THE PROBLEM - Would you return the complete listing below word for word?

DATA IN THIS EXERCISE -
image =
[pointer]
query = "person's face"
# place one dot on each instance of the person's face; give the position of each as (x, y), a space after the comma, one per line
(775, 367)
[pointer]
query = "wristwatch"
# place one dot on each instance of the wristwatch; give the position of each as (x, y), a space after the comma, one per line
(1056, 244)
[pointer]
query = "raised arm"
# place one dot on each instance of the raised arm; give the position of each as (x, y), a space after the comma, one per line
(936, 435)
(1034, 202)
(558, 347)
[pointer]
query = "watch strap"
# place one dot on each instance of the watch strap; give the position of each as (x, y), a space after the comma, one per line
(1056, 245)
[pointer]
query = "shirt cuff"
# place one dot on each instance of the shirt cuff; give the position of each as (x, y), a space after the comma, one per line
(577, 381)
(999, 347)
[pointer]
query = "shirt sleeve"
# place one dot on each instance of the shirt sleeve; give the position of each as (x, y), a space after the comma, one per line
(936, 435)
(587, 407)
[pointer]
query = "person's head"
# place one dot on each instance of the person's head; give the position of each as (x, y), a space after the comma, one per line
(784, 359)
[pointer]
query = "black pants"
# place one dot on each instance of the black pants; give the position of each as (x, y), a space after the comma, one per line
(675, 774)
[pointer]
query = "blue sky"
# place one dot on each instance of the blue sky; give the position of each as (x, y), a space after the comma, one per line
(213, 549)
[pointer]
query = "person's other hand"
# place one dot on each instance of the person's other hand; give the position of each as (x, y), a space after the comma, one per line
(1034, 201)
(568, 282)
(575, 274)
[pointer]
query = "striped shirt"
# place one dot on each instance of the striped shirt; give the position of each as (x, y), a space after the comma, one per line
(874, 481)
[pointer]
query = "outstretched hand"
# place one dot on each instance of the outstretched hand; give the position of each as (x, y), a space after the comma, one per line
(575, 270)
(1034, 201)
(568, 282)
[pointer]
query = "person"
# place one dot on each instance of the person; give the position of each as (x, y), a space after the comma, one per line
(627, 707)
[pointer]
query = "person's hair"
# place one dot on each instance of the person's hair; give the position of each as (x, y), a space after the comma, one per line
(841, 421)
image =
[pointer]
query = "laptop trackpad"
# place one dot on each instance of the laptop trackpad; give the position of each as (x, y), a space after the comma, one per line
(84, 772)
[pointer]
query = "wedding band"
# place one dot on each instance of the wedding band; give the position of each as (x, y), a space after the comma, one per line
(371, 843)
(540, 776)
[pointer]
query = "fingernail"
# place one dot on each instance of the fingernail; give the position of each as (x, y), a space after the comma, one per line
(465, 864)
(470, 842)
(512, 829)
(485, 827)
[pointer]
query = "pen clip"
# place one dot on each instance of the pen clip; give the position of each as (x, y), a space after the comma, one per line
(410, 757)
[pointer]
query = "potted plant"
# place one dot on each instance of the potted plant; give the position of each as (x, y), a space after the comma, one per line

COMPLETE OUTPUT -
image =
[pointer]
query = "person's face"
# place one dot on each instance of the person's face; give the position of each as (x, y), a space after the comma, one per line
(775, 367)
[pointer]
query = "wristwatch"
# place one dot on each instance of the wristwatch; give the position of each as (x, y), a space after the comma, one per line
(1056, 244)
[pointer]
query = "raised arm"
# place one dot on each instance of the raised arm; give the position of each as (x, y), a space after the comma, one per line
(936, 435)
(1034, 202)
(558, 347)
[pointer]
query = "watch strap"
# place one dot on each instance of the watch strap; give the position of each as (x, y), a space after the comma, one per line
(1056, 245)
[pointer]
query = "shirt cuff"
# place one dot on each instance of the shirt cuff; give the position of each as (x, y), a space after the comma, one per line
(577, 381)
(999, 347)
[pointer]
query = "shirt sleeve"
# place one dot on each instance of the shirt sleeve; give the position of each as (x, y), a space after the comma, one per line
(936, 435)
(587, 407)
[pointer]
query = "person's head"
# place one dot on each instance of the person's head; give the position of each as (x, y), a space after the comma, one per line
(784, 359)
[pointer]
query = "black pants"
# place one dot on each instance of the black pants; give the position of each as (x, y), a space after the comma, one per line
(675, 774)
[pointer]
query = "blue sky"
# place one dot on each instance of the blue sky; give the position of each as (x, y), a space after the comma, one per line
(213, 549)
[pointer]
query = "person's other hand"
# place one dot on each instance of the person's other hand; give the position of each as (x, y), a space after the comma, one per line
(1034, 201)
(568, 282)
(575, 274)
[pointer]
query = "striped shirt"
# place one dot on each instance of the striped shirt; give the position of each as (x, y), a space after the comma, one per line
(874, 481)
[pointer]
query = "outstretched hand"
# place one dot on each instance of the outstretched hand; give the position of each as (x, y), a space after the comma, one per line
(575, 270)
(1034, 201)
(568, 282)
[pointer]
query = "person"
# place one dot on each instance of the person; give the position of each as (x, y), a space after the comma, one per line
(627, 707)
[pointer]
query = "person's hair"
# place one dot on each instance of the person's hair; give the position of each as (x, y), a space after the comma, one per line
(841, 421)
image =
[pointer]
query = "laptop trackpad"
# place one dot on each instance of the laptop trackpad; give the position of each as (x, y), a space after the comma, one per line
(84, 772)
[pointer]
query = "wedding band"
# place one dot on each instance of the wedding band; give the position of each as (x, y), a space after the comma, one per line
(371, 843)
(540, 776)
[pointer]
query = "fingernail"
# place one dot on each instance of the fingernail; give the position of each as (x, y), a space after the comma, one per line
(465, 864)
(470, 842)
(512, 829)
(485, 827)
[pointer]
query = "pen clip"
# place one dot on each instance of the pen clip; give the position of each as (x, y), a space after the comma, one per line
(410, 757)
[pointer]
query = "potted plant"
# place one dot on each instance of the potted plant; give the position of each as (x, y), a space after the comma, one per line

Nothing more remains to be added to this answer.